Task prompt:
Search the records for the word "person". Copy every line where it appears.

Stored data:
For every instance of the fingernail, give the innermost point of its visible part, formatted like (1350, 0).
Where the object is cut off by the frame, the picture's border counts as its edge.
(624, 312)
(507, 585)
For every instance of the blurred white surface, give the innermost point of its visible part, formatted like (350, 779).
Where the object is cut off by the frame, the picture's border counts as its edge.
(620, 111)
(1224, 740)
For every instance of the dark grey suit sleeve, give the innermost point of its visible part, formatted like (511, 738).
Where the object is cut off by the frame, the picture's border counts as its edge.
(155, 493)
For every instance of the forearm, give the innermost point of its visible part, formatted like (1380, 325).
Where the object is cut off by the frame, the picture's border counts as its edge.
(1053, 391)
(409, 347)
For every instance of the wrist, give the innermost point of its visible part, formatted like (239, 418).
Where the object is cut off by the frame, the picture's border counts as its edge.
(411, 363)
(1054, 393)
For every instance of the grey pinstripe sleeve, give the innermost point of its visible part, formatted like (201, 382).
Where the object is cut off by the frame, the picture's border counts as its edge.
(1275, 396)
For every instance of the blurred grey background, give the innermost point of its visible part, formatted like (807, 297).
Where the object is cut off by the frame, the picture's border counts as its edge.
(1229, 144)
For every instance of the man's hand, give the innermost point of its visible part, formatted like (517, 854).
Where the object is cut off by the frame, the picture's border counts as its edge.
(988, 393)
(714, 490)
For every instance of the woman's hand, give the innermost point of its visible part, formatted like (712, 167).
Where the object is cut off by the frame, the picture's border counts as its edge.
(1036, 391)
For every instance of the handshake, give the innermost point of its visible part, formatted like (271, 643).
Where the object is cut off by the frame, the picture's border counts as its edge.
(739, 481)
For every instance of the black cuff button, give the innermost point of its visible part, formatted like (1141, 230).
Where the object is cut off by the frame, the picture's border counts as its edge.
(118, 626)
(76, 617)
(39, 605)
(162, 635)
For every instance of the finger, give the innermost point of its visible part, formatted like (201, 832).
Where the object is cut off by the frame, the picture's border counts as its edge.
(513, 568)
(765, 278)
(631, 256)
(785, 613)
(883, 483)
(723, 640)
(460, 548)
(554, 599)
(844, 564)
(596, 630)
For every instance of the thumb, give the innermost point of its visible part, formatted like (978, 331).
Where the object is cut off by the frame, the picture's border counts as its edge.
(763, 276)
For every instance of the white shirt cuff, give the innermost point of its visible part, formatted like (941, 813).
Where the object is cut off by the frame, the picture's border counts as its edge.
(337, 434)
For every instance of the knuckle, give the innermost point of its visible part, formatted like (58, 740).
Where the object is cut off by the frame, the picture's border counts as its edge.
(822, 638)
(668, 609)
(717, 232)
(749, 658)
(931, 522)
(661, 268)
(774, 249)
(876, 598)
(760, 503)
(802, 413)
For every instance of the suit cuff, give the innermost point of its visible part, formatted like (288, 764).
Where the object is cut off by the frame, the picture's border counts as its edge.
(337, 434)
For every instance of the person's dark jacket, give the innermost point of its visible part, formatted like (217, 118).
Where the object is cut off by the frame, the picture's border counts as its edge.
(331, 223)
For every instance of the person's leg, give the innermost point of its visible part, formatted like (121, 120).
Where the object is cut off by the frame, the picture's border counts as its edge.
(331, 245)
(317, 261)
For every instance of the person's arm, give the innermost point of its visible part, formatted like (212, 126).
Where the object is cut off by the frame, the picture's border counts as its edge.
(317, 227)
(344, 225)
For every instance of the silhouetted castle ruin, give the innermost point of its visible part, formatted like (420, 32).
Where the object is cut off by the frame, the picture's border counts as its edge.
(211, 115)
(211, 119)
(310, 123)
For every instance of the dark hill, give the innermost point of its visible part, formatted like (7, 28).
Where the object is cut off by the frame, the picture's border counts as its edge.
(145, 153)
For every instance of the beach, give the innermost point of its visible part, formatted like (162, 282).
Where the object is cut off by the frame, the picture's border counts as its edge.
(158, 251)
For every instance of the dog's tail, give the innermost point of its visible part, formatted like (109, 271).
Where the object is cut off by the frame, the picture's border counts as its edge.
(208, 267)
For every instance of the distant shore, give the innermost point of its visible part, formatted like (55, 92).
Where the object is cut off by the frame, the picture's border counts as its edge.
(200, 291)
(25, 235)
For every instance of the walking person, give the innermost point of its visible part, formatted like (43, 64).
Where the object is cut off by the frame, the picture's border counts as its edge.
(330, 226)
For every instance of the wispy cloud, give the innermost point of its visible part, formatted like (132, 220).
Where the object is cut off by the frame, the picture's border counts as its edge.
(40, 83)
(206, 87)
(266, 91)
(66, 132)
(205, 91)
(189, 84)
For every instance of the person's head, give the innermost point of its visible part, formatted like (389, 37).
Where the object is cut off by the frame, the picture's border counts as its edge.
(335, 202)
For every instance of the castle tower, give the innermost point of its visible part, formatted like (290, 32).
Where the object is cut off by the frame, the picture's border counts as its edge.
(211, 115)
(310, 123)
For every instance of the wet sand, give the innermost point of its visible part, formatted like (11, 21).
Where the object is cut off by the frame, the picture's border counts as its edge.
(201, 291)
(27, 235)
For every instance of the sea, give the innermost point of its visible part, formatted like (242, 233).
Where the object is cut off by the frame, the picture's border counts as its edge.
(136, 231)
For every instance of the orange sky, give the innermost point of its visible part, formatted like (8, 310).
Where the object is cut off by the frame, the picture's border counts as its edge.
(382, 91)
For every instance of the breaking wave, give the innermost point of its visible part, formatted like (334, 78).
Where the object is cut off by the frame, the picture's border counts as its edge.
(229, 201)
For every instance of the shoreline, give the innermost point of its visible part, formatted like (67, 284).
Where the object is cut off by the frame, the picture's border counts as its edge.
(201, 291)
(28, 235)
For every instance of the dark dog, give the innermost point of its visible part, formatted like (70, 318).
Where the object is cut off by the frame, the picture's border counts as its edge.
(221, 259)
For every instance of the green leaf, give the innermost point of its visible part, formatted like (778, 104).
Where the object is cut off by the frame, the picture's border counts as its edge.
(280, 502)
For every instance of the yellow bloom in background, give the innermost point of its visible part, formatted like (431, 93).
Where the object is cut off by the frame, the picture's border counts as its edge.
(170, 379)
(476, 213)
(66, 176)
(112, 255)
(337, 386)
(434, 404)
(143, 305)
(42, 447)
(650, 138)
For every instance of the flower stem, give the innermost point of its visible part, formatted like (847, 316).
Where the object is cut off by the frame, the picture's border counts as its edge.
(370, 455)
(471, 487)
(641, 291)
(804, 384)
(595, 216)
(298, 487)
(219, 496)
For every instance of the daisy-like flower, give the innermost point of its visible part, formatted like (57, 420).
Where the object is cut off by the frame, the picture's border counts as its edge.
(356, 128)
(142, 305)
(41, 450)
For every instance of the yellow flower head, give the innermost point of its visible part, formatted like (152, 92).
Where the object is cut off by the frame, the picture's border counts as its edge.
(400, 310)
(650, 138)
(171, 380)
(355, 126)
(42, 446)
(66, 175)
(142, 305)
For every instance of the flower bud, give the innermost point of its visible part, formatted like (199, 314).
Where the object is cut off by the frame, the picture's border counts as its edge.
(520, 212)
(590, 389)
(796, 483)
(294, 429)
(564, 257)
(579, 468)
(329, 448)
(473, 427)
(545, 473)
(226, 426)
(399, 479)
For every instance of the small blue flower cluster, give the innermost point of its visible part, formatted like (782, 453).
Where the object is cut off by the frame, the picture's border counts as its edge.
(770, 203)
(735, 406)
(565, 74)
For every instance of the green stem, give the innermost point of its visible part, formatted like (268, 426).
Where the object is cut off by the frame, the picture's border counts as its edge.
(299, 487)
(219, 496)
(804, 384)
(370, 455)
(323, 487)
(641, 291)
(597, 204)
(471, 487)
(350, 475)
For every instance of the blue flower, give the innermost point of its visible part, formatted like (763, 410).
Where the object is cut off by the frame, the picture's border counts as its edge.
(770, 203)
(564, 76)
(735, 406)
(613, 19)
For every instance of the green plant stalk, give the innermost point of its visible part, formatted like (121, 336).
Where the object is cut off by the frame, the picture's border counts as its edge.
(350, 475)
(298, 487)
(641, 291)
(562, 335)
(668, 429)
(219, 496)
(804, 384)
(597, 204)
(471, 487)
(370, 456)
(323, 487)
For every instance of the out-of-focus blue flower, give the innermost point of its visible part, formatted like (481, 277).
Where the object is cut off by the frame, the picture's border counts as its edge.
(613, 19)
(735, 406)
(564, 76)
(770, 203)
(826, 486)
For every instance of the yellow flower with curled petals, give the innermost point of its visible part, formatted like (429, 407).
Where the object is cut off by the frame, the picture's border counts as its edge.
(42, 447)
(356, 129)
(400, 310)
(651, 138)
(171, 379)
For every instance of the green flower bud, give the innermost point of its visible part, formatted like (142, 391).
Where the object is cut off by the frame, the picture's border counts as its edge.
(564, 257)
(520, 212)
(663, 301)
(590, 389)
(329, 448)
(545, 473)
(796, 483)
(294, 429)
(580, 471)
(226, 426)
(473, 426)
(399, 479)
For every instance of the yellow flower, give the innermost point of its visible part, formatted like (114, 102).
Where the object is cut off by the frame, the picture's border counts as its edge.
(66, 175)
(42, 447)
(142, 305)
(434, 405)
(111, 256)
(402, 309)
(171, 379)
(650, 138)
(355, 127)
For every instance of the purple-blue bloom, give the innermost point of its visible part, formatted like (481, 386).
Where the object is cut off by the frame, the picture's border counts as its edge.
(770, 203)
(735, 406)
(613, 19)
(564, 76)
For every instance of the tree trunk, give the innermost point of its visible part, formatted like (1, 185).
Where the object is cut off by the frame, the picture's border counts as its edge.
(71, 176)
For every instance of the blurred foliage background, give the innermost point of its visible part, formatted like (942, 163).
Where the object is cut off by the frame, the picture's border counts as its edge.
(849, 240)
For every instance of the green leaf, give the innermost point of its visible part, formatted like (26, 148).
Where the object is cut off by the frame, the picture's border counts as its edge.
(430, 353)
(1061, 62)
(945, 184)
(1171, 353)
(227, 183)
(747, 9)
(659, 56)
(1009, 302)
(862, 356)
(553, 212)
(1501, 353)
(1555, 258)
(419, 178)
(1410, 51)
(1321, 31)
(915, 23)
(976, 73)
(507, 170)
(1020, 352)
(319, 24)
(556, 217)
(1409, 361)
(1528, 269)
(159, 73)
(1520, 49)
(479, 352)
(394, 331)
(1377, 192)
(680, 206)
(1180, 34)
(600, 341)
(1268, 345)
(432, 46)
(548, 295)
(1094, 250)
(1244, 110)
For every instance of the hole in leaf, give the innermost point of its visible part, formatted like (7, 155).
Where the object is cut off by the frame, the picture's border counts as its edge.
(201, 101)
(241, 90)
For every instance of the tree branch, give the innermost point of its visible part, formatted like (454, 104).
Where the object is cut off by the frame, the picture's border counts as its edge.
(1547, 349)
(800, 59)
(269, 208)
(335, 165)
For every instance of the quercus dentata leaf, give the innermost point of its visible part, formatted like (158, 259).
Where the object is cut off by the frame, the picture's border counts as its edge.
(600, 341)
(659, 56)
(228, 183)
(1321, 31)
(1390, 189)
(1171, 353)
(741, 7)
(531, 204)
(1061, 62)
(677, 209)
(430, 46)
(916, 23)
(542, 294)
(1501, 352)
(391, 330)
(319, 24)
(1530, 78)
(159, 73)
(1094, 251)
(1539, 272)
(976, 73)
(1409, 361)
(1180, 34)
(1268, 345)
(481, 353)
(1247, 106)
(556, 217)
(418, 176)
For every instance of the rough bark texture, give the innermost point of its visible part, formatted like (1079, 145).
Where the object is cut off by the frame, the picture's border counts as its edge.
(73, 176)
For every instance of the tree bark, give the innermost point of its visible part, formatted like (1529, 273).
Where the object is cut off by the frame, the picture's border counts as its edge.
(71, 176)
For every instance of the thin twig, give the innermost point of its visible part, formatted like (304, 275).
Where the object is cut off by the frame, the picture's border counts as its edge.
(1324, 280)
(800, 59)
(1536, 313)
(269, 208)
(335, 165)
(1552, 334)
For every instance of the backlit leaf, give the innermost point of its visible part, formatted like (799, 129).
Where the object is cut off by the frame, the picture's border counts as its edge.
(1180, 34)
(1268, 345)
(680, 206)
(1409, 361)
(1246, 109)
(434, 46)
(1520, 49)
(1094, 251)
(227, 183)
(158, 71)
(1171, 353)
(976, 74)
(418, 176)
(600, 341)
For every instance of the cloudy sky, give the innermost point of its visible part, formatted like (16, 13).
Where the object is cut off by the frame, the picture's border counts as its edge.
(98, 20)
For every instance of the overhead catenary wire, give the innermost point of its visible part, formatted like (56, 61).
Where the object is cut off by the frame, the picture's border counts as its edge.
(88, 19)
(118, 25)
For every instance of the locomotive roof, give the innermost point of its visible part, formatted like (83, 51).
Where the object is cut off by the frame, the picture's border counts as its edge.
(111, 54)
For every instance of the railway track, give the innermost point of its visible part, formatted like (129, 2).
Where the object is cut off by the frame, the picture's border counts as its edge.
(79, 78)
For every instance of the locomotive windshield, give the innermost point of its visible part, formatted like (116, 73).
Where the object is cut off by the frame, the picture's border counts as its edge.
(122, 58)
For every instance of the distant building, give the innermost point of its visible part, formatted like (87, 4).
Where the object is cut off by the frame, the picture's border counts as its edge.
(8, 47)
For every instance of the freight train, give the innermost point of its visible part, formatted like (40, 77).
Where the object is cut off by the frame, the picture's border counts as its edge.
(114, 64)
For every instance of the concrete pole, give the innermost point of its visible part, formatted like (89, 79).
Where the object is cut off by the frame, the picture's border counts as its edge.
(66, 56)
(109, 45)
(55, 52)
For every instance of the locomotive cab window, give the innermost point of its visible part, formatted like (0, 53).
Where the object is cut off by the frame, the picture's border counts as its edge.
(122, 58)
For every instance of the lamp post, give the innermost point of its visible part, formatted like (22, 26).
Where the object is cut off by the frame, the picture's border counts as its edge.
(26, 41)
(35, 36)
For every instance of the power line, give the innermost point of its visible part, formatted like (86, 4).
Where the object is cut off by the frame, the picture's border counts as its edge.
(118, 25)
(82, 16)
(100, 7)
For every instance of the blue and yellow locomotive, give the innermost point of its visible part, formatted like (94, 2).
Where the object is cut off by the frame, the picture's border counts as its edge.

Answer to this problem:
For every instance of the person's dark jacket, give the innermost point of its visible part, formatted like (217, 118).
For every instance of the person's leg, give the innermost point of its visible part, formatted like (121, 120).
For every instance of the person's arm, give the innermost point of its visible part, formatted like (212, 126).
For every instance of the walking person, give the innermost point of its visible part, formatted like (43, 64).
For every instance of the person's head, give the innermost point of its visible part, formatted like (389, 37).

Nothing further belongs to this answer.